-- TASK BRIEF --
Look below for the line containing "Guideline: mark the winglet" and the line containing "Guideline: mark the metal"; repeat exactly those two lines and all lines between them, and nothing else.

--- EXERCISE MATERIALS ---

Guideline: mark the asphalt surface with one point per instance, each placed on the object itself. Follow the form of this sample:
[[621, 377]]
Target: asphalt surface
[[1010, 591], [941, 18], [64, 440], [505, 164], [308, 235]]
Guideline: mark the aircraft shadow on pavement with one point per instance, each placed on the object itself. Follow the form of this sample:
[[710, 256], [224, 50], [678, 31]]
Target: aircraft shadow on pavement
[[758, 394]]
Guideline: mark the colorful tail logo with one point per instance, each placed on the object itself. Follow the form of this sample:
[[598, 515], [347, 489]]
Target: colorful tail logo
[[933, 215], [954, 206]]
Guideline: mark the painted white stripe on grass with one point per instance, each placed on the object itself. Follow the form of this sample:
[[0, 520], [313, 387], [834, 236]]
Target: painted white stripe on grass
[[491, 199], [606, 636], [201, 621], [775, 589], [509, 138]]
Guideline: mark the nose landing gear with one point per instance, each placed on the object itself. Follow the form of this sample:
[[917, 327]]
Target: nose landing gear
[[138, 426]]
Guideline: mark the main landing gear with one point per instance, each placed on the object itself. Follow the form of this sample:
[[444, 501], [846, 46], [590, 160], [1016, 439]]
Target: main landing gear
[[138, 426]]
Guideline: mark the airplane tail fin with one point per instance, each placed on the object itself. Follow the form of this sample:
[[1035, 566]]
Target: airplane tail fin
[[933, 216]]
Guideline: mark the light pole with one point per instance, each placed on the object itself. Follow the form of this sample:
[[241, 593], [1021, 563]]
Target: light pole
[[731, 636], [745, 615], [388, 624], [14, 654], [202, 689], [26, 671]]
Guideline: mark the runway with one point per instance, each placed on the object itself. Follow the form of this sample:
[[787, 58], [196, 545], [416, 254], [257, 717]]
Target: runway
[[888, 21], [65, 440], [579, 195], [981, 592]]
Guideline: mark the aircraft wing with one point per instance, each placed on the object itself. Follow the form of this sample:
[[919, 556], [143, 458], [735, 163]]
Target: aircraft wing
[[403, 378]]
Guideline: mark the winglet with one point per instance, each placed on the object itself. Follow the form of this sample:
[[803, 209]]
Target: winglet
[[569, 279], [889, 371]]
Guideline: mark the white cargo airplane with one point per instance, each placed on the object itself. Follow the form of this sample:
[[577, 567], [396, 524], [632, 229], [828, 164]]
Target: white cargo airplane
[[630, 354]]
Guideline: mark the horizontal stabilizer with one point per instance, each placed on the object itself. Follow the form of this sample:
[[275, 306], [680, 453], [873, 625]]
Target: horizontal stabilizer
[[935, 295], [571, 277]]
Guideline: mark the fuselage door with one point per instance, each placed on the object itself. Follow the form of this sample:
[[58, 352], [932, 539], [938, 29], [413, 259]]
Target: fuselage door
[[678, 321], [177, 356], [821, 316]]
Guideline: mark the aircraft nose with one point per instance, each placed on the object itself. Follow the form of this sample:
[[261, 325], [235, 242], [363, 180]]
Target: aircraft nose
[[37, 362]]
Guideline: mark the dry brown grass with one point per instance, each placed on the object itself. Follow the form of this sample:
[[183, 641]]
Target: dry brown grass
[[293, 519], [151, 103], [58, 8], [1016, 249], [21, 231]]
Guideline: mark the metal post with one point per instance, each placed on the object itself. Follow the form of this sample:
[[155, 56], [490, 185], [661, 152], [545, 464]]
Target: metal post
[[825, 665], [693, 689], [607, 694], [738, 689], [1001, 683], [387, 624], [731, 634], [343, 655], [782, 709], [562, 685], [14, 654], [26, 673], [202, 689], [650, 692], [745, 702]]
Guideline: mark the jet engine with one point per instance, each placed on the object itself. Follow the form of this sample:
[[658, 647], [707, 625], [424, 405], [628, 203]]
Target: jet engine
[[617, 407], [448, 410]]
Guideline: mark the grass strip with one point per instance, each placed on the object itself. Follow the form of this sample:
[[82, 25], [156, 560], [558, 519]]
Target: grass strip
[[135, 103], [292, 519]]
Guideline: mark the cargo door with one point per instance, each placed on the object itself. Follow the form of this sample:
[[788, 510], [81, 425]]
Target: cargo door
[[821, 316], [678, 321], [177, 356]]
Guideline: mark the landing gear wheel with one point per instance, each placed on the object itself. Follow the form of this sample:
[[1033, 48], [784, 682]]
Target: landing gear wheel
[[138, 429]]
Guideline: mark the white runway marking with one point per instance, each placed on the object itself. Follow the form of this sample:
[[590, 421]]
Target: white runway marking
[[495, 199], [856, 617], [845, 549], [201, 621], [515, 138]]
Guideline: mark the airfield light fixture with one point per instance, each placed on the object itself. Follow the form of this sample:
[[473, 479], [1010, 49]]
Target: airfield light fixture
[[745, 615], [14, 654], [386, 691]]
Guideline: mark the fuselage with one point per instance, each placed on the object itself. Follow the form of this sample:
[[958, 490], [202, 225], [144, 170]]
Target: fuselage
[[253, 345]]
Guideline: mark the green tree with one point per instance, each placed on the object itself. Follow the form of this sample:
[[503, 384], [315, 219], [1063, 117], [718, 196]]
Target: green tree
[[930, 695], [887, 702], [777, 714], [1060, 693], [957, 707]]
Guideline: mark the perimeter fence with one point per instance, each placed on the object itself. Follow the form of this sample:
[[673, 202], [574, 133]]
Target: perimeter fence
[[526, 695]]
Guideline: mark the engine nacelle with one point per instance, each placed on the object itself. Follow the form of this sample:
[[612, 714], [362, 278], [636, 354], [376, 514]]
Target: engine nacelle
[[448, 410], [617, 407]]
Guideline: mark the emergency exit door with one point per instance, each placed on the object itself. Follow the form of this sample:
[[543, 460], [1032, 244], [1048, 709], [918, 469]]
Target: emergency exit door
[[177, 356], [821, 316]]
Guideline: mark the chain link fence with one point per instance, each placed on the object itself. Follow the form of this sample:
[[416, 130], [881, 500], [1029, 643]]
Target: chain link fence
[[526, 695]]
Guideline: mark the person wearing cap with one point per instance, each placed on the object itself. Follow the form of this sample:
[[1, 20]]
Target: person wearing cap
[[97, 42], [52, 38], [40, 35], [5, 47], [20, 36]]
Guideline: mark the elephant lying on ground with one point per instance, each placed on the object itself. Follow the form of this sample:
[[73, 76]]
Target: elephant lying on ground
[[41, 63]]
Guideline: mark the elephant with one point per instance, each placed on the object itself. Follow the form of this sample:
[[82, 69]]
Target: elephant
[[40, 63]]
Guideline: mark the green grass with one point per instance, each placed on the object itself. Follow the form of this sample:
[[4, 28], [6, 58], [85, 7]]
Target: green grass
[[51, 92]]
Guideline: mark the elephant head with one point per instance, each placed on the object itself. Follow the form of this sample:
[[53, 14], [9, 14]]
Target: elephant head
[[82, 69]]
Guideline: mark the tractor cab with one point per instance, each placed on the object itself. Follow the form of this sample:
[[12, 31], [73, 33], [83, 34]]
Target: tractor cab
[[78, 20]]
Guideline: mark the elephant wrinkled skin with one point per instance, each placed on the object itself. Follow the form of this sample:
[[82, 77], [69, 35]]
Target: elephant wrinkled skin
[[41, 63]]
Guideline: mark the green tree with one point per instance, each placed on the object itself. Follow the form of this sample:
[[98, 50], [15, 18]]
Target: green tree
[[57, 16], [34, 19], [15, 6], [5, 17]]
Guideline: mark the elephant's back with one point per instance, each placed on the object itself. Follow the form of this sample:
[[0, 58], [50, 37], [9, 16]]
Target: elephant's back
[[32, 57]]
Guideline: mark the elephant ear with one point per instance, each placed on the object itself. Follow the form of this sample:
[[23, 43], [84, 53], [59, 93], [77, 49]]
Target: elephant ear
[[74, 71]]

---

-- TASK SOLUTION --
Guideline: mark the winglet with one point per instance, each placed on the object itself. Follow the form of this sample:
[[803, 209]]
Target: winglet
[[569, 279], [889, 371]]
Guideline: mark the white cargo airplane with one point per instance, each placed on the object itself. Follow the form of this sample:
[[577, 567], [396, 524], [632, 229], [828, 164]]
Target: white cargo airplane
[[630, 354]]
Guideline: mark the horizontal stabilizer with one point per instance, each placed on the object itself. Follow the form of this sample:
[[275, 306], [680, 453], [873, 625]]
Target: horizontal stabilizer
[[935, 295], [571, 277]]
Guideline: mark the fuselage door with one point per instance, each placed on the object itself. Follow the form of this sample:
[[58, 352], [932, 539], [938, 29], [413, 259]]
Target: fuselage door
[[678, 321], [177, 356], [821, 316]]
Guideline: mark the aircraft nose with one point per instance, each placed on the object itself. Follow the form of this sample:
[[261, 325], [235, 242], [363, 180]]
Target: aircraft nose
[[37, 362]]
Guideline: mark the dry brown grass with one point per instance, each placed on the object itself. Follow the form of this sample:
[[183, 641]]
Target: dry brown grass
[[293, 519], [151, 103], [58, 8], [1016, 249], [21, 231]]
Guideline: mark the metal post with one point per instance, each placed on the object itself. Follow the form of this sample:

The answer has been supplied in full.